In the figure, the primary of antenna coil L1 is connected to an RF amplifier circuit consisting of Q1 and Q2. Q1 is an emitter follower amplifier designed to give near-unity gain while also providing a high-impedance input resistance for L1’s primary, which will not load down or degrade the Q of the antenna coil. The secondary of L1, which has a smaller number of turns compared with the primary of L1, is used differently in tunable radio-frequency (TRF) radios and reflex radios. Here the secondary winding of L1 is connected to the amplifier output of Q2 to magnetically induce some of the amplified RF signal back to the antenna coil. The secondary winding of the coil is not reversible, so positive feedback occurs only when the windings are connected in the correct manner. If connected in any other manner, negative feedback occurs, and the gain cannot be increased as desired.

The amount of RF signal fed back to the antenna coil is related to how variable resistor VR1 is set. The lower the resistance set to VR1, the higher is the DC collector current of Q2, which increases the gain of the Q2 RF amplifier. Conversely, with VR1 set to a maximum resistance value, a minimum DC collector current is set for Q2, thus setting the gain of the RF amplifier to a minimum. Thus VR1 controls the amount of positive feedback to the antenna coil. The more positive feedback sent back to the antenna coil, L1, the higher is the overall gain of the system. At some point, the RF amplifier Q1 and Q2 will oscillate when VR1 is set to a gain that is sufficient to induce oscillation.

In Figure 7-1, Q2 also works as an AM detector by being a power detector. With a sufficient RF signal level into the base of Q2, power detection or AM demodulation occurs. The audio transformer T1 then extracts the audio signals (e.g., demodulated AM signals).

In operating a regenerative radio, one turns the regeneration control below the threshold of oscillation and then tunes for the stations desired. Once a station is tuned in, turn up the regeneration control until gain is increased, but back off the regeneration as soon as an oscillation is heard (e.g., a whistling or squealing sound).

______

■ **What this exercise asks**
[A] Reproduce the regenerative radio passage starting with "In operating a" and going on through "or squealing sound).".
[B] Answer these questions from the regenerative radio passage:
(i) What type of amplifier is Q1?
(ii) Which component controls the amount of positive feedback to the antenna coil?
(iii) Which component extracts the audio signals?
Work from the regenerative radio passage and nothing else.

Data lines:
______

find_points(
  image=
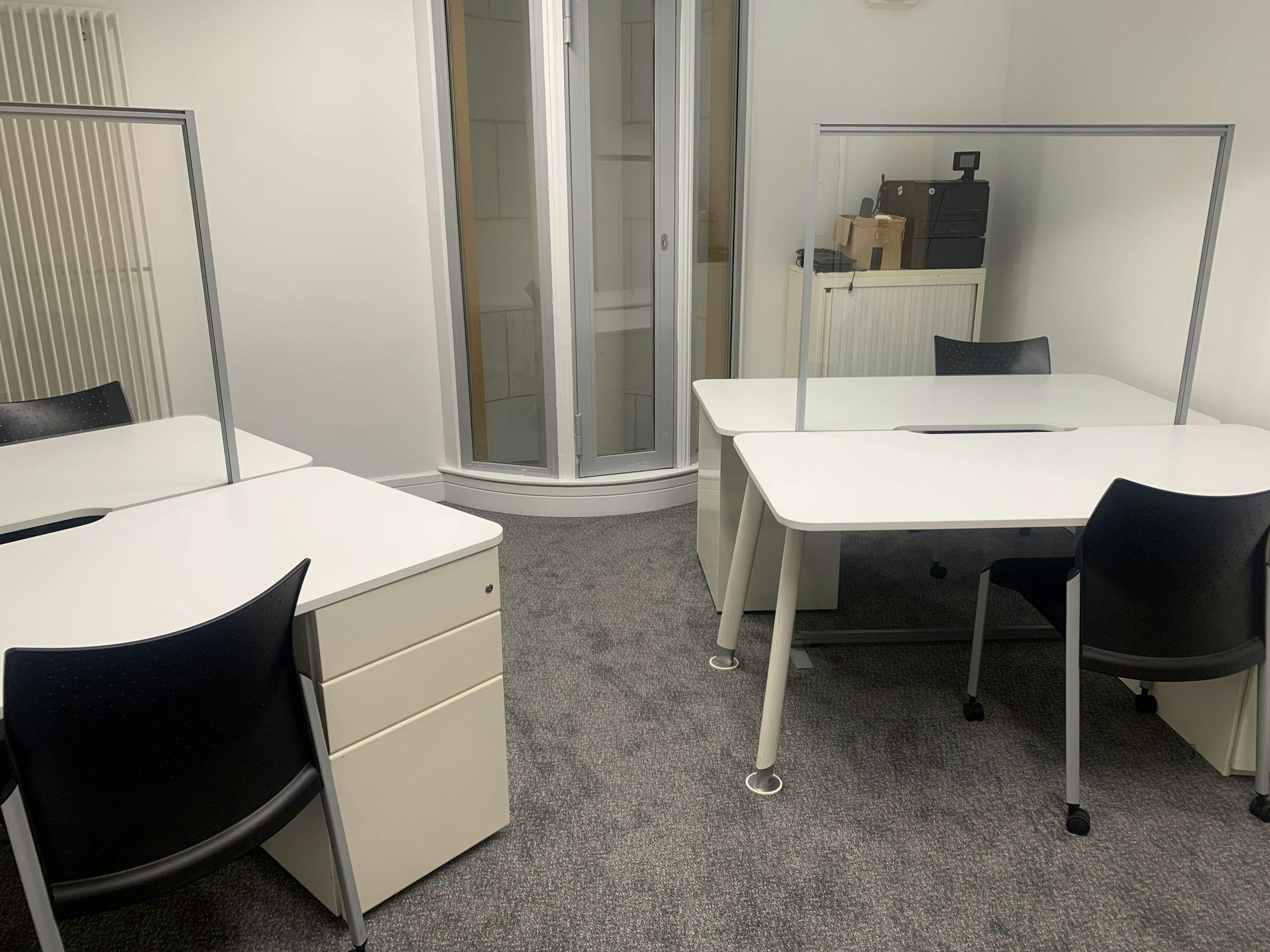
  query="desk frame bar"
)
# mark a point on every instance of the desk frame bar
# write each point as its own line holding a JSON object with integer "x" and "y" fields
{"x": 185, "y": 119}
{"x": 881, "y": 636}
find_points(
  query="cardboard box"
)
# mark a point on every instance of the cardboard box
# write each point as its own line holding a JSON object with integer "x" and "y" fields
{"x": 877, "y": 243}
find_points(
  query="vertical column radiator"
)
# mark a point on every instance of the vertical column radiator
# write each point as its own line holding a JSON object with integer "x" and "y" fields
{"x": 78, "y": 302}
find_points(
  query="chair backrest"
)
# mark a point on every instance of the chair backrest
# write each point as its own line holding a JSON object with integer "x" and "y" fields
{"x": 70, "y": 413}
{"x": 134, "y": 754}
{"x": 1170, "y": 575}
{"x": 990, "y": 357}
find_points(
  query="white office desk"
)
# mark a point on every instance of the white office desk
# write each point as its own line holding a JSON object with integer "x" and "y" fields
{"x": 731, "y": 408}
{"x": 868, "y": 481}
{"x": 398, "y": 624}
{"x": 98, "y": 472}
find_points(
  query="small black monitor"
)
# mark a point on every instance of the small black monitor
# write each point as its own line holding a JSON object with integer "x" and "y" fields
{"x": 967, "y": 164}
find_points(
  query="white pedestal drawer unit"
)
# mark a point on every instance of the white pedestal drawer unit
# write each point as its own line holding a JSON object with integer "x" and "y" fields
{"x": 409, "y": 679}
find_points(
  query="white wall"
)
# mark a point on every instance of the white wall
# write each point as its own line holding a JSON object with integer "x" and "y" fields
{"x": 1166, "y": 61}
{"x": 313, "y": 158}
{"x": 840, "y": 61}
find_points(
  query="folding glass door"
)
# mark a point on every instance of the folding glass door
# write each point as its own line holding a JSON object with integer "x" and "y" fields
{"x": 622, "y": 132}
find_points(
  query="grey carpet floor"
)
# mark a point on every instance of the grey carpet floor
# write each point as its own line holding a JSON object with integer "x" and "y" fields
{"x": 901, "y": 824}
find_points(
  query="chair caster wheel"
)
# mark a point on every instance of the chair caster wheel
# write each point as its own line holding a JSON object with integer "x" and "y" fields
{"x": 1078, "y": 821}
{"x": 1260, "y": 808}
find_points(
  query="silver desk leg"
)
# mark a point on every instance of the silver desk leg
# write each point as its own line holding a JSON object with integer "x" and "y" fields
{"x": 765, "y": 780}
{"x": 738, "y": 578}
{"x": 1078, "y": 819}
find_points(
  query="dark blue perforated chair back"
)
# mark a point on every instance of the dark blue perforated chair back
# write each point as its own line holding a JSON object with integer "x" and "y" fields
{"x": 71, "y": 413}
{"x": 149, "y": 765}
{"x": 994, "y": 357}
{"x": 1174, "y": 584}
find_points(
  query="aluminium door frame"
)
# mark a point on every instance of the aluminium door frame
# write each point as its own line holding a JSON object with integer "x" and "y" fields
{"x": 666, "y": 30}
{"x": 452, "y": 248}
{"x": 185, "y": 119}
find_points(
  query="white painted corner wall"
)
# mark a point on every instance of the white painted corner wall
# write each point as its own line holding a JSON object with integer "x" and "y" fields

______

■ **In response**
[A]
In operating a regenerative radio, one turns the regeneration control below the threshold of oscillation and then tunes for the stations desired. Once a station is tuned in, turn up the regeneration control until gain is increased, but back off the regeneration as soon as an oscillation is heard (e.g., a whistling or squealing sound).

[B]
(i) An emitter follower amplifier.
(ii) Variable resistor VR1.
(iii) The audio transformer T1.